**Your instructions:** Rewrite the data below, swapping "set a dot" for "place a marker" wherever it occurs and leaving everything else unchanged.

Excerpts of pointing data

----

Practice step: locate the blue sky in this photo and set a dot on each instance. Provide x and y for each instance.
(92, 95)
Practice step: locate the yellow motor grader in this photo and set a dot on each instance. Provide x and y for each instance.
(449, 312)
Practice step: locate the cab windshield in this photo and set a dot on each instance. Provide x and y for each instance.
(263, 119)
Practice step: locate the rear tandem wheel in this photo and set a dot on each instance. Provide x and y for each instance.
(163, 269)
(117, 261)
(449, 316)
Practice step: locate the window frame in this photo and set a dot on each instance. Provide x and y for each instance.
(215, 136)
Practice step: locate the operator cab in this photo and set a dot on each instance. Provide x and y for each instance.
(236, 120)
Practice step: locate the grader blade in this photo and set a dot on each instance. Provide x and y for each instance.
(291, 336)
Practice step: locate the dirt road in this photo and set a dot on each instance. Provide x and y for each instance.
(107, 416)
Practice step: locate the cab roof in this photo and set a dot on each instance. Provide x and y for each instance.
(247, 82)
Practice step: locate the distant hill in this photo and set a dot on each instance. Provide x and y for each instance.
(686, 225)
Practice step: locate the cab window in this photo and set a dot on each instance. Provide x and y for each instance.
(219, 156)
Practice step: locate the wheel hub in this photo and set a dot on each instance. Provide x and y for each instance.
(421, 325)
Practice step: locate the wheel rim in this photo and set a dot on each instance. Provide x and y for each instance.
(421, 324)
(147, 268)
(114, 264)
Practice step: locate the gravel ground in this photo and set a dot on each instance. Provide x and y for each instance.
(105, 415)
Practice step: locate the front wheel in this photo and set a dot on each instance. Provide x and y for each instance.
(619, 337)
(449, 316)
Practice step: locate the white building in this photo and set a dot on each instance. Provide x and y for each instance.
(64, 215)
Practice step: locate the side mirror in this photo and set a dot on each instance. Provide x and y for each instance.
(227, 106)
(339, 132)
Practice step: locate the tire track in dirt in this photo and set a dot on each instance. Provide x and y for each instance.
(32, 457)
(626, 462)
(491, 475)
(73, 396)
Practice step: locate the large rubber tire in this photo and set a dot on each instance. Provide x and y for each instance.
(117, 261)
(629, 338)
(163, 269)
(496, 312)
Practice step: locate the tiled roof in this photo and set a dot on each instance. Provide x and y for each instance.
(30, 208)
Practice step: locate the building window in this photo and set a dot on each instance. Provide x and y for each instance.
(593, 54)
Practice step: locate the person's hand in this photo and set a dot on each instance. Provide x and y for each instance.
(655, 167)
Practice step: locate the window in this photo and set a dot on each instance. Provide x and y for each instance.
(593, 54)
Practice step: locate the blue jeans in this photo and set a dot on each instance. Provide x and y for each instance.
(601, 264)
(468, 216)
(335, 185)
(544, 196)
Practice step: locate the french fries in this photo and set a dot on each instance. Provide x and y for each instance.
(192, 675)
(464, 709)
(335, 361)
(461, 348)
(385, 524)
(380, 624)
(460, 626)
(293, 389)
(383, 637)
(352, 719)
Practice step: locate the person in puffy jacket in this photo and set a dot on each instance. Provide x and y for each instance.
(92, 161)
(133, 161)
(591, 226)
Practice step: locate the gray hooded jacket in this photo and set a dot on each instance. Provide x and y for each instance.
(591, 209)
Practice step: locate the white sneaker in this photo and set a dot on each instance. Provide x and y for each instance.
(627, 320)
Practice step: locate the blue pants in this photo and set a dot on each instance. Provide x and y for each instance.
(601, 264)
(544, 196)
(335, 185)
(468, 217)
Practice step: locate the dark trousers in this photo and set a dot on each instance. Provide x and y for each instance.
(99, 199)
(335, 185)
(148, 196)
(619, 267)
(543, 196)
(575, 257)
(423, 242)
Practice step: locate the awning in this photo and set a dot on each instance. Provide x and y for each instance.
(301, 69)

----

**Solution below:**
Practice step: locate the blue sky in this photo and place a marker on each instance. Provide x and y for each instance.
(92, 95)
Practice step: locate the yellow motor grader in this photo and place a marker on each instance. Provide x and y for each instance.
(449, 312)
Practice step: locate the cab windshield in this photo and place a marker on each instance. Provide x and y for each instance.
(263, 119)
Practice step: locate the rear tandem wheel in this photo and place a marker on each instance. Provide x and y for each instance.
(163, 269)
(117, 261)
(449, 316)
Practice step: locate the window frame in this photo and place a marker on each instance. Provide x and y for each instance.
(215, 136)
Practice step: locate the operator cab in this photo and place a marker on each instance. Provide x and y for each instance.
(236, 120)
Practice step: locate the grader blade in this photo and place a marker on each instance. Provide x and y for each instance.
(291, 336)
Practice step: locate the dirt road in this photo and place a marker on each instance. Provide x and y for each instance.
(107, 416)
Practice step: locate the cab roof in this photo and place a marker on each instance. Provide x and y for each instance.
(247, 82)
Practice step: locate the distant hill in this photo and place a marker on each instance. Provide x and y for each instance.
(686, 225)
Practice step: locate the cab window in this photo and place a marker on each instance. Provide x and y for each instance.
(219, 156)
Practice step: locate the wheel hub in this photo and place a marker on each instance. Provide x and y for each instance.
(421, 325)
Practice step: locate the wheel rim in this photo and place a marker on each instance. Provide x and y for each instance.
(421, 324)
(147, 268)
(114, 264)
Practice step: locate the gravel ground in this photo and place a marker on each instance. Provide x and y for each instance.
(105, 415)
Practice step: locate the front wheel in this photo and place a marker on each instance. Provide x and y for each instance.
(619, 337)
(449, 316)
Practice step: locate the white building in this photo and place a marker on each instance. Provide x and y for each instance.
(64, 215)
Practice step: locate the side mirror in this photo and place a marker on each instance. Provide x and y for each instance.
(227, 106)
(339, 132)
Practice step: locate the tire track in dirt in this photo and place a marker on each instance. Provide x and y for each instance.
(32, 457)
(626, 462)
(491, 475)
(73, 396)
Practice step: locate the large rubber tire in this photo and place a marker on each instance. Provide x and y for each instance.
(117, 261)
(629, 338)
(163, 269)
(496, 312)
Practice step: locate the tiled roof in this photo and place a marker on each instance. Provide x and y for each instance.
(30, 208)
Practice step: locate the building window in this photo and place a marker on each instance. Provide x and y for each instance.
(593, 54)
Practice step: locate the person's hand in this photo and place a marker on each instance. Provide x and y for each instance.
(655, 167)
Practice step: locate the window in this photo and place a marker on each instance. Provide x and y for each instance.
(593, 54)
Practice step: locate the blue jeans in this photo and place a marker on each instance. Provide x and y for each instance.
(601, 264)
(468, 216)
(335, 185)
(544, 196)
Practice step: locate the french fries in this photo and place a marker on each instance. Provide x and y for each instance.
(192, 675)
(464, 709)
(335, 361)
(461, 348)
(385, 524)
(380, 624)
(460, 626)
(293, 389)
(383, 637)
(352, 719)
Practice step: locate the person in puffy jacket in this photo and place a marker on each instance. Provide x and y for each instance.
(92, 161)
(133, 161)
(591, 226)
Practice step: locate the gray hooded jacket in this photo and place a marker on each instance. Provide x and y for each instance.
(591, 209)
Practice step: locate the white sneaker in this photo and place a marker on each instance. Provide x and y for each instance.
(627, 320)
Practice step: locate the blue pants in this photo and place a marker on each instance. Provide x and y for each instance.
(601, 264)
(544, 196)
(335, 185)
(468, 217)
Practice step: locate the dark trousers in this photo and place a marker on each instance. Provide x and y for each instance.
(99, 199)
(335, 185)
(148, 196)
(619, 267)
(543, 196)
(575, 257)
(423, 242)
Practice step: locate the awning in this photo and place a marker on each instance. Provide x and y for each instance.
(301, 69)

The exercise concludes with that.